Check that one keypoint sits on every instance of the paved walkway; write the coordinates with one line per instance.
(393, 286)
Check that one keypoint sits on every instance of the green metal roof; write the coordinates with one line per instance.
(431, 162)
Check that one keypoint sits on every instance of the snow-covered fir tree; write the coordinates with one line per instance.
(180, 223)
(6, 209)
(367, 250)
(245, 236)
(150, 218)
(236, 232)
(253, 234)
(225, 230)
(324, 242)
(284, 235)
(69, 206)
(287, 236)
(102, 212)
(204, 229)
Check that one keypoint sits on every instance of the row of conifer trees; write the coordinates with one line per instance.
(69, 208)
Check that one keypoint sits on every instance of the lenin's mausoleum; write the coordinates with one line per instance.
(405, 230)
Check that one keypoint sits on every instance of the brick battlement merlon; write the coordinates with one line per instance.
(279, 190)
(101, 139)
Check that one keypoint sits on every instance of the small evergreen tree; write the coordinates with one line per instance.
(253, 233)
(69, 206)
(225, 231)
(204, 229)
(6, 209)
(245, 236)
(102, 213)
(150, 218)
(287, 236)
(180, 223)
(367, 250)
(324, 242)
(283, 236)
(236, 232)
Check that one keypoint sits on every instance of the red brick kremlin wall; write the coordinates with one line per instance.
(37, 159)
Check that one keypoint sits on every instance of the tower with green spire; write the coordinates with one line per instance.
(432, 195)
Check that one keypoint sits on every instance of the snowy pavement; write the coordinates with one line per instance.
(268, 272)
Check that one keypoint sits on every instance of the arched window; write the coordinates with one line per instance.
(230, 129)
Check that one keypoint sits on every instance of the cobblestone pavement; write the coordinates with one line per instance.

************

▸ Stated task:
Rescale the part of the records that opens with the line containing "Check that one keypoint sits on every instance of the brick" and runs through the end of the records, giving only those lines again, requests included. Multiply every keypoint coordinate in the answers by 1.9 and round it to a whole number, with halves rounded up, leaving the requests and their wording unchanged.

▸ Result for this exercise:
Check that one keypoint sits on every instance of the brick battlement merlon; write the coordinates with one line per instance.
(530, 361)
(192, 264)
Check that one keypoint sits on every instance of the small evergreen tree; write the coordinates with one line per instance.
(481, 443)
(131, 391)
(428, 439)
(388, 435)
(11, 397)
(466, 448)
(194, 405)
(285, 414)
(545, 448)
(342, 424)
(697, 475)
(616, 460)
(538, 448)
(448, 441)
Check that one keypoint sits on every instance of the red brick kremlin wall; write the coordinates with one line per instance.
(70, 302)
Check that one keypoint sits on every instance of the tower with green spire; write the coordinates with one line per instance.
(821, 371)
Check that one keypoint sits on every instance of the snowy pavement; write the coordinates with one line per instance.
(509, 517)
Check that one keypoint sits on every instance of the arched window; write the coordinates with one line per instance.
(437, 245)
Check that one keypoint sits on every instance of the cobblestone pavement; write the coordinates with one line per instance.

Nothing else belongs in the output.